| Goal |
Can you revise the listing below so that "straight edges" becomes "straight sides" throughout, with everything else left as it is and the pictures left out?

Raw records
+ + + + +

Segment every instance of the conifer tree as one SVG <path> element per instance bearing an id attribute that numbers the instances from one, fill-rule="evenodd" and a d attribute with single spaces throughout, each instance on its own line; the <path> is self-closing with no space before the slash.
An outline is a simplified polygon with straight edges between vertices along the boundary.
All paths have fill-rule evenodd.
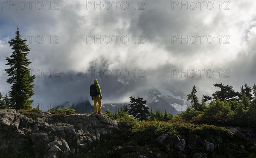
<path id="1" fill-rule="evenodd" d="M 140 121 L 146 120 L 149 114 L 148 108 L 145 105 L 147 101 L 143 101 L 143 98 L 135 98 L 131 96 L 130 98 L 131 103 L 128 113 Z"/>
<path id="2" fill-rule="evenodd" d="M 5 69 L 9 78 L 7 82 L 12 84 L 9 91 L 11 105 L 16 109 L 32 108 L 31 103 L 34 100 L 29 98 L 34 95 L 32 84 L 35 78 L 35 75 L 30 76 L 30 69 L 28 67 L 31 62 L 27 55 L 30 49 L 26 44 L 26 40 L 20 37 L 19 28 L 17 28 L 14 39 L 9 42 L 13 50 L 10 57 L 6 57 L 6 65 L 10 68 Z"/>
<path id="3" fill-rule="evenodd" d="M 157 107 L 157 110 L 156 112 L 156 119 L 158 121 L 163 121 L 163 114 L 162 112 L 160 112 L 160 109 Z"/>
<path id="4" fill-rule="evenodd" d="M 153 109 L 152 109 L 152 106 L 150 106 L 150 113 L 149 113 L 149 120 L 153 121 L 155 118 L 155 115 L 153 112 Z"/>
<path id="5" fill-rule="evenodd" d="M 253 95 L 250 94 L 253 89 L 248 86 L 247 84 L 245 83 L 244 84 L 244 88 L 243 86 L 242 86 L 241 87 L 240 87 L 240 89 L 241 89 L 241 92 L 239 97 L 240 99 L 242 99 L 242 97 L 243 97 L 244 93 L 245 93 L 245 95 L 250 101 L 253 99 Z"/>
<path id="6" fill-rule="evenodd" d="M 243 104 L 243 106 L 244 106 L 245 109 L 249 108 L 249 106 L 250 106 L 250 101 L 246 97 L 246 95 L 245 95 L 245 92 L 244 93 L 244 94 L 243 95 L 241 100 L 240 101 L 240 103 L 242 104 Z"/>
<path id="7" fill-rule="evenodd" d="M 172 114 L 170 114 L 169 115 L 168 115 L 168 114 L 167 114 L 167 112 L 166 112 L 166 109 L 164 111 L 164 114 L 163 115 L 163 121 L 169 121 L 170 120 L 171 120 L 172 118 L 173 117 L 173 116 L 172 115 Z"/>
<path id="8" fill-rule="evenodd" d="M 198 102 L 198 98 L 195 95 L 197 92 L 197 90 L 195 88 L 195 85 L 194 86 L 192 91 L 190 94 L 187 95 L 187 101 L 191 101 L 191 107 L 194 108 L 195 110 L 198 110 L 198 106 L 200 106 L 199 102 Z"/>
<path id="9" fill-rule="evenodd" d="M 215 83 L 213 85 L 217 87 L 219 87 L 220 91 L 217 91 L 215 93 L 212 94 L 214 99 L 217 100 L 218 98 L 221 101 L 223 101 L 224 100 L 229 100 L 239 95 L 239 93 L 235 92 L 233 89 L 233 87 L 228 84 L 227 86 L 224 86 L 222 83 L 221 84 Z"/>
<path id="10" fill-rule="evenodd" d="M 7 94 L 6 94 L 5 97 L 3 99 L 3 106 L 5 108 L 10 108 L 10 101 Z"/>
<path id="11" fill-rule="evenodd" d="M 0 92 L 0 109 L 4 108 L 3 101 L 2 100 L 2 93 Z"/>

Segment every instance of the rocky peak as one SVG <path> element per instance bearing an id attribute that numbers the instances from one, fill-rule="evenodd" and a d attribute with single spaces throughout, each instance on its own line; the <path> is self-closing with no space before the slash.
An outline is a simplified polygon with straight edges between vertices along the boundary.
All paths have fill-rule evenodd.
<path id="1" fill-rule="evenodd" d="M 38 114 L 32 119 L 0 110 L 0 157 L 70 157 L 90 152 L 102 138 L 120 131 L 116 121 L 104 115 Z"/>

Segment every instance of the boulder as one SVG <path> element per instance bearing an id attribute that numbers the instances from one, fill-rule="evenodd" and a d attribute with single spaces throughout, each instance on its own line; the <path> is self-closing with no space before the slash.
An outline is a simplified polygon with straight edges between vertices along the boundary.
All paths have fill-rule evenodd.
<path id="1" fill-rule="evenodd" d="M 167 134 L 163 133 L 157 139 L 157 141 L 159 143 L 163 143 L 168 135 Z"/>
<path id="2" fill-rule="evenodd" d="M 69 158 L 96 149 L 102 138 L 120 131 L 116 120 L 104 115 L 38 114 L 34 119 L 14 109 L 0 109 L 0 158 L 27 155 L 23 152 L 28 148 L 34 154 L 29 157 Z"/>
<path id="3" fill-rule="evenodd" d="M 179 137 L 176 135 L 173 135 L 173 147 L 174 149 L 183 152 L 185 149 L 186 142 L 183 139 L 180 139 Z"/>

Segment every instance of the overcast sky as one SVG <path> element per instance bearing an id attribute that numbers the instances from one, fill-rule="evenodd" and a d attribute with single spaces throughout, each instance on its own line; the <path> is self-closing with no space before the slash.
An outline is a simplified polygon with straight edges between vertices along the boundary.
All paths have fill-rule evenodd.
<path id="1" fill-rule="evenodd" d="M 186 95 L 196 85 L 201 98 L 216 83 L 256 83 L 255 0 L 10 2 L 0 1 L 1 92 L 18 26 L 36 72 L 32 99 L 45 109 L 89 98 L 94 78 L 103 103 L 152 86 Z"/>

+ + + + +

| Solution to this task |
Segment every instance of the conifer tree as one SVG <path> element per instance bearing an id attribute that numbers the instances from one, fill-rule="evenodd" and a d attribute with single spaces throughout, each instance on its own line; the <path> is self-closing with no space before the slash.
An outline is a simplified polygon with straight sides between vertices along the boundary.
All paths have fill-rule evenodd.
<path id="1" fill-rule="evenodd" d="M 140 121 L 146 120 L 149 114 L 148 108 L 145 105 L 147 101 L 143 101 L 143 98 L 135 98 L 131 96 L 130 98 L 131 103 L 128 113 Z"/>
<path id="2" fill-rule="evenodd" d="M 5 69 L 9 78 L 7 82 L 12 84 L 9 91 L 11 105 L 16 109 L 32 108 L 31 103 L 34 100 L 29 98 L 34 95 L 32 84 L 35 78 L 35 75 L 30 76 L 30 69 L 28 67 L 31 62 L 27 55 L 30 49 L 26 44 L 26 40 L 20 37 L 19 28 L 17 28 L 14 39 L 9 42 L 13 50 L 10 57 L 6 57 L 6 65 L 10 68 Z"/>
<path id="3" fill-rule="evenodd" d="M 157 107 L 157 110 L 156 112 L 156 119 L 158 121 L 163 121 L 163 114 L 162 112 L 160 112 L 160 109 Z"/>
<path id="4" fill-rule="evenodd" d="M 153 109 L 152 109 L 152 106 L 150 106 L 150 113 L 149 113 L 149 120 L 153 121 L 155 118 L 155 115 L 153 112 Z"/>
<path id="5" fill-rule="evenodd" d="M 253 95 L 250 94 L 253 89 L 248 86 L 247 84 L 245 83 L 244 84 L 244 88 L 243 86 L 242 86 L 241 87 L 240 87 L 240 89 L 241 89 L 241 92 L 239 97 L 240 99 L 242 99 L 242 97 L 243 97 L 244 93 L 245 93 L 245 95 L 250 101 L 253 99 Z"/>
<path id="6" fill-rule="evenodd" d="M 243 104 L 243 106 L 244 106 L 245 109 L 249 108 L 249 106 L 250 106 L 250 101 L 246 97 L 246 95 L 245 95 L 245 92 L 244 93 L 244 94 L 243 95 L 241 100 L 240 101 L 240 103 L 242 104 Z"/>
<path id="7" fill-rule="evenodd" d="M 172 114 L 170 114 L 169 115 L 168 115 L 168 114 L 167 114 L 167 112 L 166 112 L 166 109 L 164 111 L 164 114 L 163 115 L 163 121 L 169 121 L 170 120 L 171 120 L 172 118 L 173 117 L 173 116 L 172 115 Z"/>
<path id="8" fill-rule="evenodd" d="M 198 102 L 198 98 L 195 95 L 197 92 L 197 90 L 195 88 L 195 85 L 194 86 L 192 91 L 190 94 L 187 95 L 187 101 L 191 101 L 191 107 L 194 108 L 195 110 L 198 110 L 198 106 L 200 106 L 199 102 Z"/>
<path id="9" fill-rule="evenodd" d="M 215 83 L 213 85 L 217 87 L 219 87 L 220 91 L 217 91 L 215 93 L 212 94 L 214 99 L 217 100 L 218 98 L 221 101 L 223 101 L 224 100 L 229 100 L 239 95 L 239 93 L 235 92 L 233 89 L 233 87 L 228 84 L 227 86 L 224 86 L 222 83 L 221 84 Z"/>
<path id="10" fill-rule="evenodd" d="M 7 94 L 6 94 L 5 97 L 3 99 L 3 106 L 5 108 L 10 108 L 10 101 Z"/>
<path id="11" fill-rule="evenodd" d="M 0 92 L 0 109 L 4 108 L 3 101 L 2 100 L 2 93 Z"/>

Segment every instance of the rocky peak as one SVG <path> element per instance bearing an id attribute that numbers the instances from one, fill-rule="evenodd" and a d attribute with single spaces throughout, each instance on its own line; the <path> is self-closing with no space before the slash.
An outline is a simplified polygon with straight sides between vertices along the boundary.
All paths have fill-rule evenodd.
<path id="1" fill-rule="evenodd" d="M 38 114 L 32 119 L 0 110 L 0 157 L 70 157 L 90 152 L 102 138 L 120 131 L 116 121 L 104 115 Z"/>

Segment every instance of the boulder as one SVG <path> element per instance bearing an id attribute that numbers the instances from one, fill-rule="evenodd" and a d attribute with single spaces throughout, each instance on its own line; the <path> is self-closing with no space before the slash.
An outline is a simplified polygon with straight sides between vertices along the boundary.
All paths have fill-rule evenodd.
<path id="1" fill-rule="evenodd" d="M 167 134 L 163 133 L 157 139 L 157 141 L 159 143 L 163 143 L 168 135 Z"/>
<path id="2" fill-rule="evenodd" d="M 69 158 L 96 149 L 102 138 L 120 131 L 116 120 L 104 115 L 38 114 L 34 119 L 14 109 L 0 109 L 0 158 L 27 155 L 23 152 L 28 148 L 34 154 L 29 157 Z"/>
<path id="3" fill-rule="evenodd" d="M 179 137 L 176 135 L 173 135 L 173 147 L 174 149 L 183 152 L 185 149 L 186 142 L 183 139 L 180 139 Z"/>

Segment every instance of the overcast sky as one SVG <path> element per instance bearing an id attribute that numbers the instances from one, fill-rule="evenodd" and a d attribute with single spaces throughout, each instance on its own line; the <path> is self-closing with no space before the slash.
An outline is a simplified polygon with straight sides between vertices along the boundary.
All paths have fill-rule evenodd.
<path id="1" fill-rule="evenodd" d="M 186 95 L 196 85 L 201 98 L 216 83 L 256 83 L 255 0 L 10 2 L 0 1 L 1 92 L 18 26 L 36 72 L 32 99 L 45 109 L 89 98 L 94 78 L 103 103 L 152 86 Z"/>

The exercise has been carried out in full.